> **Short task**
Repeat verbatim every line of the material, beginning at the line that holds "the cymbal in" and ending at its last line.

[Records of labeled points]
◇ ◇ ◇ ◇ ◇ ◇ ◇

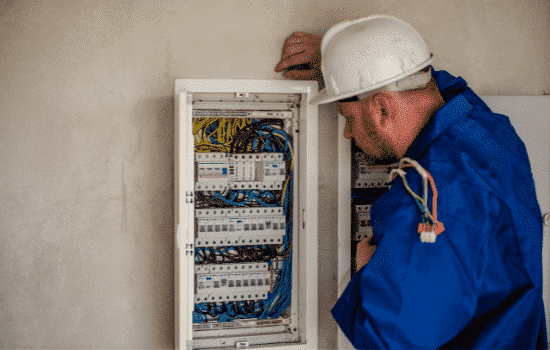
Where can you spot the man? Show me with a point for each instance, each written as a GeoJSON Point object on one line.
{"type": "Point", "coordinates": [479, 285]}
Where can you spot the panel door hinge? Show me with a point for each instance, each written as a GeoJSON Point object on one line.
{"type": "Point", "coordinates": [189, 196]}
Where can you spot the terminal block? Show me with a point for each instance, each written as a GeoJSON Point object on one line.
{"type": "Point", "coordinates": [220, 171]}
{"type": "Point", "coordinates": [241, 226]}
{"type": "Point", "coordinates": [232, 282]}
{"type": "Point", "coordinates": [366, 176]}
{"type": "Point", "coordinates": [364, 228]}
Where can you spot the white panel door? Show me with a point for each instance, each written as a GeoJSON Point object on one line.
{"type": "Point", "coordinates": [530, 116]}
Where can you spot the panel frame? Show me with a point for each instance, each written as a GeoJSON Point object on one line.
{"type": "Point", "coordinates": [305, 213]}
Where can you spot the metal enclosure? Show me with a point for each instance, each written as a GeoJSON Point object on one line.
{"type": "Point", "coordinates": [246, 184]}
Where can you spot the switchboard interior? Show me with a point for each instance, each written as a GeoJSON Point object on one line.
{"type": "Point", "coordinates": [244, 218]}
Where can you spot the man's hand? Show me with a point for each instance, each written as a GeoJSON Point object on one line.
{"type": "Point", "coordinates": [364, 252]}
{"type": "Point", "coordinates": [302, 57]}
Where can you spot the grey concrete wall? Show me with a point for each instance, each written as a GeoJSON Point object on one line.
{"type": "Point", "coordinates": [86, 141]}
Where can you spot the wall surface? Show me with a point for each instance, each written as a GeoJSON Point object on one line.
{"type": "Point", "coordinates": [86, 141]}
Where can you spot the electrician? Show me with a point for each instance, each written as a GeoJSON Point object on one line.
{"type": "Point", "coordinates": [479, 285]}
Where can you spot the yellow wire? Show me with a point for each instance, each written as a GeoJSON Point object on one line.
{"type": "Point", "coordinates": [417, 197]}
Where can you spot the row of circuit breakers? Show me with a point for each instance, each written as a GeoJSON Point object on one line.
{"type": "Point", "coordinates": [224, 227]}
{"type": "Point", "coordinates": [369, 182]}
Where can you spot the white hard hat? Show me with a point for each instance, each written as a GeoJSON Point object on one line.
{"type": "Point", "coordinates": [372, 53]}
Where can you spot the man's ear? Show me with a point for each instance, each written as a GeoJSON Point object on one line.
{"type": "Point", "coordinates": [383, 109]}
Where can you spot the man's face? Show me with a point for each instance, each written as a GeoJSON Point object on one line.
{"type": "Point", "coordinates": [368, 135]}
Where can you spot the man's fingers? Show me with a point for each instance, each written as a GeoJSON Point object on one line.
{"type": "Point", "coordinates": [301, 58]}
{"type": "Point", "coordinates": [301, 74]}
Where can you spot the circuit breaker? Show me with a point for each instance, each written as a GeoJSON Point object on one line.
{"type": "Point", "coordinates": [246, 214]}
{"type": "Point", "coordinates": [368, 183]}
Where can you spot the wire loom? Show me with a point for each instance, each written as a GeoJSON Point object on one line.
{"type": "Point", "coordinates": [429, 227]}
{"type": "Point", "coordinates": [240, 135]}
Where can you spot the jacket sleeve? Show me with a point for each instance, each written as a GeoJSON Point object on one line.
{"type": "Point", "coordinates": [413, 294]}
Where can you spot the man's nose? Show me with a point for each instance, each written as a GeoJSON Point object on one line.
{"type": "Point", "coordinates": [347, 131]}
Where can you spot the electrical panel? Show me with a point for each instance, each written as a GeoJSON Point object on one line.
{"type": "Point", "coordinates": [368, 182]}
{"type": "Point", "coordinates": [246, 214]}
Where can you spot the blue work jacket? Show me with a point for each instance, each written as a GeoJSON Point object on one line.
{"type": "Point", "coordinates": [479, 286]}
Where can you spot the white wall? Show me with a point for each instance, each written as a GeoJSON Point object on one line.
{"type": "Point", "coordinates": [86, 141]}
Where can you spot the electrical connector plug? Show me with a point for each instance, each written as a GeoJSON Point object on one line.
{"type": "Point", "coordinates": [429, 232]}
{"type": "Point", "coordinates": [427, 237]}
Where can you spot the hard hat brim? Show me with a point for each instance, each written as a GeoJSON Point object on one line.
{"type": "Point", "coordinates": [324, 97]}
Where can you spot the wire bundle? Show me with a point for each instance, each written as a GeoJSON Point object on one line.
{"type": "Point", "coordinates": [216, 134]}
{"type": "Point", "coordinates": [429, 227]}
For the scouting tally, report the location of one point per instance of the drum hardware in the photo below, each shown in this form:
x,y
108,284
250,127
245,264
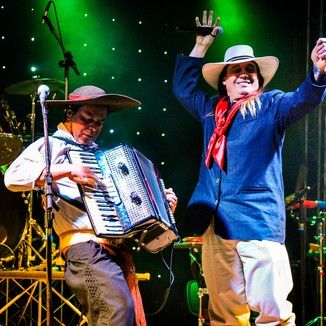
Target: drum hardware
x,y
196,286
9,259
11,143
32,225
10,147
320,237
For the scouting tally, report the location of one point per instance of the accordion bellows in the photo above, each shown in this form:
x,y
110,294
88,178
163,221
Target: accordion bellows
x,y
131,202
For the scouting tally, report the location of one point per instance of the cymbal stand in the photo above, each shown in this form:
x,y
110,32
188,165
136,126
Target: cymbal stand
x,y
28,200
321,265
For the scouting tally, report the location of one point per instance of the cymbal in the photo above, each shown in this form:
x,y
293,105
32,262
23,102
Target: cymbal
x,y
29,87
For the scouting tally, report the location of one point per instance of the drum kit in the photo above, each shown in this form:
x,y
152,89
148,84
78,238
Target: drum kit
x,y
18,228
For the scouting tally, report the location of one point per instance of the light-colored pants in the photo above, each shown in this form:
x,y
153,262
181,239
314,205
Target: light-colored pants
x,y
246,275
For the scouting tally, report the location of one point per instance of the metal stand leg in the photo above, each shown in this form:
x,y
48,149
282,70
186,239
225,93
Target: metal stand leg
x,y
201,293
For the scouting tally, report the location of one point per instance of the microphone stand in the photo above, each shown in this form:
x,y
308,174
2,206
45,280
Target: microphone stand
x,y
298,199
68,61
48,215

◇ ◇ ◇ ◇ ◇ ◇ ◇

> **Completed exercise**
For the scouting tally, report the location of one point per instance of the cymbal in the photo above, each shown in this form:
x,y
293,105
32,262
23,102
Target: cymbal
x,y
29,87
For the scouting tally, report the location of one point per instance of the drum kit in the photo above, each shown in this form:
x,y
152,89
148,84
78,238
Target: drum kit
x,y
18,228
For the scouting tally, report the location of one point per instance of the light-colored pants in the photo above, each shown in this form:
x,y
153,262
181,239
314,205
Target: light-colored pants
x,y
246,275
For the scouting tally, report the location of one point per instance of the metal stand leg in the photo above, each shown in this form:
x,y
48,149
282,70
186,239
225,93
Target: metal stand leg
x,y
201,293
For the scouting tally, report the location of one point per instance of the microphone stand in the photo above, each shown in this form:
x,y
308,174
2,206
45,280
Target: microphone stand
x,y
298,199
68,61
48,215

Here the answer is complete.